QUOTED PASSAGE:
****

Since the value-based state representations used in most programming languages do not inherently express any direct relationships within the state whatsoever, their associated modeling languages must. In the usual case this is done via functions or procedures, which are in effect predicates in a supplementary state representation--the program's dynamic calling stack and program counter, which can select or bypass predicated relations via conditionals. Having this implicit supplementary state is problematic for many reasons: It is a distinct state representation from the primary one (conditional code vs. stored values); it is implicit, which means there is no direct access to it (e.g., a function doesn't know its parents in the calling chain); and it is severely constrained by the temporal details of its implementation (sibling functions are evaluated in sequence rather than being simultaneously active). Code-as-data functional languages like Scheme improve on aspects of this, but don't ultimately escape the constraints of their value-based representations.
The predicate based state representation, in contrast, already expresses relationships within the state, so the task left to our modeling language is merely to express relationships amongst the relationships--whose states in turn are only true or false.

****

Dataset items:
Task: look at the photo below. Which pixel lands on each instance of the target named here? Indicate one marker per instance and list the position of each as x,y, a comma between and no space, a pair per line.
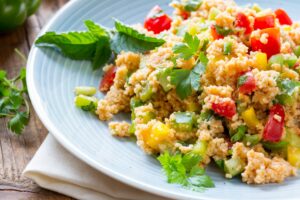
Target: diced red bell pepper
267,21
242,21
157,21
214,33
108,79
274,127
283,17
248,84
225,109
272,46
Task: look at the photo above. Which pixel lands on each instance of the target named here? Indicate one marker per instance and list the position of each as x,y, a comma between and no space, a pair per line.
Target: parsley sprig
13,103
185,170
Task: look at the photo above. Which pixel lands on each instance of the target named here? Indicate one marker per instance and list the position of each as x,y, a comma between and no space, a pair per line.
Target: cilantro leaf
75,45
129,39
192,5
187,80
188,48
18,122
185,170
201,181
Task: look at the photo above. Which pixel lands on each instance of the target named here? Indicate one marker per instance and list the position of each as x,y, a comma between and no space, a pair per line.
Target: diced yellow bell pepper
158,134
294,156
250,118
261,61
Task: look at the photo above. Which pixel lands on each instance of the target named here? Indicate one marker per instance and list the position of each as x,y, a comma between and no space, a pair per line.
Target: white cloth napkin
56,169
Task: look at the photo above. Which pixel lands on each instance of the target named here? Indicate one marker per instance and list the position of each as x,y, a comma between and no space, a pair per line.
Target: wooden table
16,152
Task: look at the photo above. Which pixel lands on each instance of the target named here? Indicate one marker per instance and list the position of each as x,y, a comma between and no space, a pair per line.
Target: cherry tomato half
108,79
274,127
242,21
225,109
283,17
157,21
272,46
214,33
267,21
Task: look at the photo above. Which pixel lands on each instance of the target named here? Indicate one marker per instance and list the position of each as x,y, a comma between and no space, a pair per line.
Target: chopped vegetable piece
108,79
297,51
246,83
292,138
261,61
250,118
275,145
86,103
293,154
283,17
251,140
183,121
157,21
200,148
225,109
146,93
227,48
164,79
273,44
263,22
88,91
242,21
234,166
274,127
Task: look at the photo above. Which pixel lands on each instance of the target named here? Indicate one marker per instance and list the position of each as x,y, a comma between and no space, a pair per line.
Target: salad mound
215,82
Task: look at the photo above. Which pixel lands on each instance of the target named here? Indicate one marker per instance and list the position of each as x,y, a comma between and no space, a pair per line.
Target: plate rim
59,136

****

GIVEN INSTRUCTION: Please resume the passage on value-based and predicate-based state representations, picking up after its last sentence. These dataset items have no connection to the passage on state representations.

TASK RESULT:
A typical example would be the universal truth: Less(A, B), Less(B, C) -> Less(A, C). Here "->" means "implies". We could directly support "implies" and similar rules in our model, but there is a simpler and more general solution which has many advantages: Similar in spirit to the relational database, we can make a table with columns representing relations, and rows enumerating the possibilities with cell values limited to true (T), false (F), and unknown (? -- which can also be seen as a shorthand for "either T or F"):

Less(A, B) Less(B, C) Less(A, C)

T T T

T F ?

F T ?

F F F

This table fully captures Less(A, B), Less(B, C) -> Less(A, C). But note that it also captures !Less(A, B), !Less(B, C) -> !Less(A, C), which would normally require another rule.
Believe it or not, because the state representation is so general, this is all we need to model just about anything. We could fluff it up with syntactic sugar (adding infix notation, compiling rules into tables, constants into states, and so on--see Programming in Syn) but let's explore the properties of the raw representation.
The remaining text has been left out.